- À FAIRE:
**a.** D'après le texte sur les exilés de San Domino, à quelle époque un ancien confiné a-t-il raconté son histoire à la population italienne ?
**b.** Poursuivez le texte sur les exilés de San Domino à partir de sa dernière phrase.

- EXTRAIT:
***

Les exilés de San Domino ont vécu doublement ce silence. D’abord parce que leur mise à l’écart n’avait pas d’autre but que de laisser croire qu’en Italie, « il n’y a que de vrais hommes », et d’empêcher aussi l’homosexualité de se répandre (comme si elle était contagieuse). Ensuite, parce que jamais, apparemment, les autorités italiennes n’ont admis leur erreur ni leurs abus dans cette affaire. Et que l’on s’est très vite efforcé de l’oublier, de la taire. Ce n’est qu’à la fin des années 80 qu’un ancien confiné raconta son histoire, révélant à la population italienne ce qu’il avait subi. Berlusconi aurait même dit que « sous la période fasciste, on envoyait les homosexuels en vacances ». Ce qui, au vu des conditions déplorables dans lesquelles ils étaient détenus est parfaitement insultant.

Cette BD a donc le mérite d’aborder ce sujet. Et de le faire en abordant à la fois ces heures obscures et celles, parfois également, plus légères qui ont constitué la trame de l’existence des exilés. S’il fallait exprimer un bémol, cela serait, à mon avis, que le graphisme très simple n’est peut-être pas suffisant pour exprimer toute la palette des émotions qu’une thématique pareille permet.

Cela dit, la thématique de l’exil suscite en moi un questionnement qui va un pont plus loin. Dans l’interview cité tout à la fin du livre, il est écrit : « au fond, on vivait mieux sur l’île que chez nous. À mon époque, quand on était homo, on ne pouvait même pas sortir de chez soi, il fallait rester discret, sinon on risquait de se faire arrêter. » Terrible, non ? Cette phrase m’a, d’abord, terrifié. Car, comment peut-on vivre mieux dans l’exil (et dans de telles conditions de précarité) qu’en étant libre ? Sans doute parce que cette liberté, justement, n’existait pas vraiment. Il fallait éviter de se montrer. Il était impossible de vivre tel qu’on était. Ce qui, d’ailleurs, demeure vrai de nos jours à certains égards. Les homos d’aujourd’hui cherchent à tout prix à s’intégrer dans notre société moderne et à être acceptés pour ce qu’ils sont. C’est vrai… Toutefois, cela se fait parfois en tentant, tout d’abord, de gommer les parcelles les plus dérangeantes de notre identité, afin de nous rendre nous-mêmes plus acceptables, plus fréquentables. Trouvez-vous sincèrement que ce soit cela, s’intégrer ? Combien de fois ai-je entendu que la présence des travestis dans les Gay Pride constituait un obstacle « à la progression de la cause » ? Assassiner en soi la part de follitude, le geste léger, la part « par trop visible » de la gaytitude, n’est pas, selon moi, la manière la plus adéquate de s’intégrer. J’ai assisté à des mariages gays où les mariés n’ont pas une seule fois dansé ensemble. Pardonnez-moi mais cela provoque en moi un malaise. Malgré toutes les avances que l’on accorde aux gays dans mon pays, je ne vois toujours pas d’homos se promener main dans la main au travers de mes rues tournaisiennes (une ville quasiment campagnarde), dans l’ombre protectrice des maisons espagnoles ou flamandes. L’intégration se conquiert, à mon goût, trop souvent au prix du sacrifice d’une certaine visibilité.

***

- MATÉRIEL PRÉSENTÉ:

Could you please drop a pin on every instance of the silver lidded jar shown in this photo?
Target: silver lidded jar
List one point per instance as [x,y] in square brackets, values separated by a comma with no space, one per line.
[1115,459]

***

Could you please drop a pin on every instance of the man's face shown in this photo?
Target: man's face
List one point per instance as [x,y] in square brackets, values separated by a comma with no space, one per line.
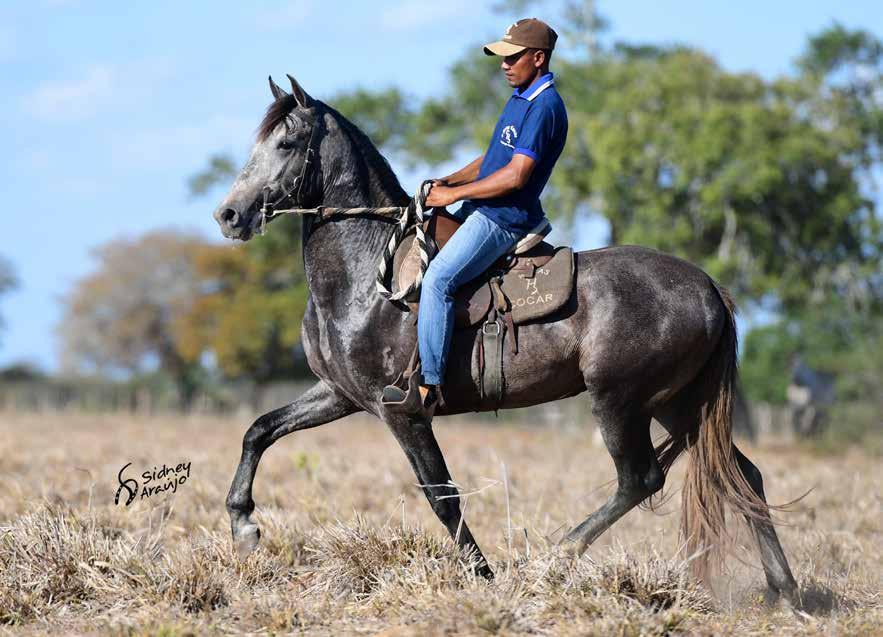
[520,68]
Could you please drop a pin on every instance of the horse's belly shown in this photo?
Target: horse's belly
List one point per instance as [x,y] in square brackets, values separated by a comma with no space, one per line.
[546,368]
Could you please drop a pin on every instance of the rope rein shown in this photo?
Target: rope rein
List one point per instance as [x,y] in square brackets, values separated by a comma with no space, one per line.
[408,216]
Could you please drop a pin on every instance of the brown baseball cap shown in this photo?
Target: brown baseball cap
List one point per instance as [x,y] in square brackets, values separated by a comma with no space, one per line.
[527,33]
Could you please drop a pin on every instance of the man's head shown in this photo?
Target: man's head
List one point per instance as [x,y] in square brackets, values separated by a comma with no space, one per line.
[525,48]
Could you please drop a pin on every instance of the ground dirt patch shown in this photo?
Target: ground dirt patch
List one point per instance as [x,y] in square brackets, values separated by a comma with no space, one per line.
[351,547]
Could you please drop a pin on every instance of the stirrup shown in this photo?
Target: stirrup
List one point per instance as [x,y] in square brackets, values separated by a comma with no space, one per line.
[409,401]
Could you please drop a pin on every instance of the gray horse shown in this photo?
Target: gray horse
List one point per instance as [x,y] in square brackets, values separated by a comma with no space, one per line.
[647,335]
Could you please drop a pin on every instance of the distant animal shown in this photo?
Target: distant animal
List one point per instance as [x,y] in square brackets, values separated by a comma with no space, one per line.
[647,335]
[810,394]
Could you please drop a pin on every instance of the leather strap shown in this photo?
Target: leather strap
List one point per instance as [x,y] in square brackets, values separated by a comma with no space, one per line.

***

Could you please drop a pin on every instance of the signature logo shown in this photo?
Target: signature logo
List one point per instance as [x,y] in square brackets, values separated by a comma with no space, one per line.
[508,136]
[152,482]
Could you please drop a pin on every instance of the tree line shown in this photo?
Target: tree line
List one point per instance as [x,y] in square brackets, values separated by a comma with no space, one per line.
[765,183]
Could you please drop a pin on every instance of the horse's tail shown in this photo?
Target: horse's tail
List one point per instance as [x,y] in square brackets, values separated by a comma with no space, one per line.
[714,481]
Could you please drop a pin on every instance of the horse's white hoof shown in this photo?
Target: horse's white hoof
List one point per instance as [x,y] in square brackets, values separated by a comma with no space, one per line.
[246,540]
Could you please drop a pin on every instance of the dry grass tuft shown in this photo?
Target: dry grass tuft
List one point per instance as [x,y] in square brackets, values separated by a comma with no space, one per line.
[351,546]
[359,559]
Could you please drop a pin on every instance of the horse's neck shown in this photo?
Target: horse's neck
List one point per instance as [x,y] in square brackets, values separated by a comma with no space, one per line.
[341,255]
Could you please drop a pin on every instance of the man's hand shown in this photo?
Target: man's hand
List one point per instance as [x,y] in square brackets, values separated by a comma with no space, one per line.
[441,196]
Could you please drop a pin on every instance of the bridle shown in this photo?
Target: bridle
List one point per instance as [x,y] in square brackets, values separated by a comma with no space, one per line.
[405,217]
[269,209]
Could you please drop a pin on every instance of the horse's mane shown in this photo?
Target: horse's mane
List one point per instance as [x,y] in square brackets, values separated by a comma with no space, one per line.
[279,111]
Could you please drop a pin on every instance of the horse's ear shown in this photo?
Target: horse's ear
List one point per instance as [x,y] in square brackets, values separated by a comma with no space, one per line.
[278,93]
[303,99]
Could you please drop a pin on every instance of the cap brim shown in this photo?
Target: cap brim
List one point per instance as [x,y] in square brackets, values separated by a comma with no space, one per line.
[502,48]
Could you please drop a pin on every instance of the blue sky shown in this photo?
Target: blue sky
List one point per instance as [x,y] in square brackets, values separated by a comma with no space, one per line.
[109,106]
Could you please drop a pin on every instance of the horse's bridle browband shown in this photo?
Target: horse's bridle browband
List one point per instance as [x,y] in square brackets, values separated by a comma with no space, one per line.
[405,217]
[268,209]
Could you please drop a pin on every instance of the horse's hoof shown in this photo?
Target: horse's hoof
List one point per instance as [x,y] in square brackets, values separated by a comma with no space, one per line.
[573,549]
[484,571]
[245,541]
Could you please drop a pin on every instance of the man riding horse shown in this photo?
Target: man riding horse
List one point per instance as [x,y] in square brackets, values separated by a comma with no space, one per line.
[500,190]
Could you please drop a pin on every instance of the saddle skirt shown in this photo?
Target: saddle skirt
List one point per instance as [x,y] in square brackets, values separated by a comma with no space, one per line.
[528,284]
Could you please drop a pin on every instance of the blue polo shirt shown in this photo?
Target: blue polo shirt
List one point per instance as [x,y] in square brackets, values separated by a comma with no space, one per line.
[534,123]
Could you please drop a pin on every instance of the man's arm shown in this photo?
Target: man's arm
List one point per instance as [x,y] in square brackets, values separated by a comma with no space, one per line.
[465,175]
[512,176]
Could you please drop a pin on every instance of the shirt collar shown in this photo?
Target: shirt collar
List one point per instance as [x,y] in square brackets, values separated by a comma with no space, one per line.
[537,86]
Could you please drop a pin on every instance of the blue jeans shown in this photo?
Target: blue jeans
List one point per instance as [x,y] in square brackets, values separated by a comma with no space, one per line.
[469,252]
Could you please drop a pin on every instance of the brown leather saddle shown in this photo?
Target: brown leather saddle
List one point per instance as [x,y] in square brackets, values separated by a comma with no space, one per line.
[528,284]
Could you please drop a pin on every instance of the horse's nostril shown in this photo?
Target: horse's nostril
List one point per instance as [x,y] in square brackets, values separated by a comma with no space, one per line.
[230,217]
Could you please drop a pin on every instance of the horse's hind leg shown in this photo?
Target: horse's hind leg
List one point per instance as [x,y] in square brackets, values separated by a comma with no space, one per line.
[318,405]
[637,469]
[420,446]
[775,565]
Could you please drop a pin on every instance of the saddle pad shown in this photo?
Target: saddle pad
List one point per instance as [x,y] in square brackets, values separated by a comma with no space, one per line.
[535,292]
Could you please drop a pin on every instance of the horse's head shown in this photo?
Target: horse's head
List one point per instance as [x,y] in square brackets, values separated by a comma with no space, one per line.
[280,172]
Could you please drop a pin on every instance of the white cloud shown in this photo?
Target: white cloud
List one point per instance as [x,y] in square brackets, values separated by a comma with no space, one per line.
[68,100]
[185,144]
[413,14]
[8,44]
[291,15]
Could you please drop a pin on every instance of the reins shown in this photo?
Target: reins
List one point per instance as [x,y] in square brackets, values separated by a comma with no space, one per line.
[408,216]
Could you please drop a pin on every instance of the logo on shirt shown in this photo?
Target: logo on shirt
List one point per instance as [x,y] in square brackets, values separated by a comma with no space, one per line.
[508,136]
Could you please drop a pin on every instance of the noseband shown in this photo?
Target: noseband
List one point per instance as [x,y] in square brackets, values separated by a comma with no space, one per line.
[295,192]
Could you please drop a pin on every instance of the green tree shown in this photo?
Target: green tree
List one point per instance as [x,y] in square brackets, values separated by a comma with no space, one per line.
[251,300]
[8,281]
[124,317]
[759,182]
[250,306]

***

- RÉPONSES:
**a.** À la fin des années 80.

**b.**
Mais revenons-en à la problématique de l’exil. L’Italie n’est, bien sûr, pas la seule à l’avoir pratiquée. Les nazis ont déporté les homos dans des camps de concentration. Pareil pour l’Union Soviétique stalinienne ou le régime cubain des années soixante. Rééduqués, violentés, exterminés parfois. Telles furent les horreurs de ces exils.


 

Cependant, l’exil prend d’autres formes, parfois. Comment nommez-vous par exemple ces quartiers où les gays se rassemblent pour y vivre ? On m’objectera qu’ils sont libres de le faire, que personne ne les y déporte, que le contexte est différent, qu’ils ne sont pas en situation de précarité, je suis d’accord. Mais tout de même… Est-il faux de penser qu’il demeure plus aisé d’y être « visible », d’y être « soi » que dans les villages provinciaux ? N’est-ce pas aussi une forme d’exil au fond ? Une île incrustée dans la capitale où l’on peut se permettre certaines libertés plus difficiles à vivre ailleurs.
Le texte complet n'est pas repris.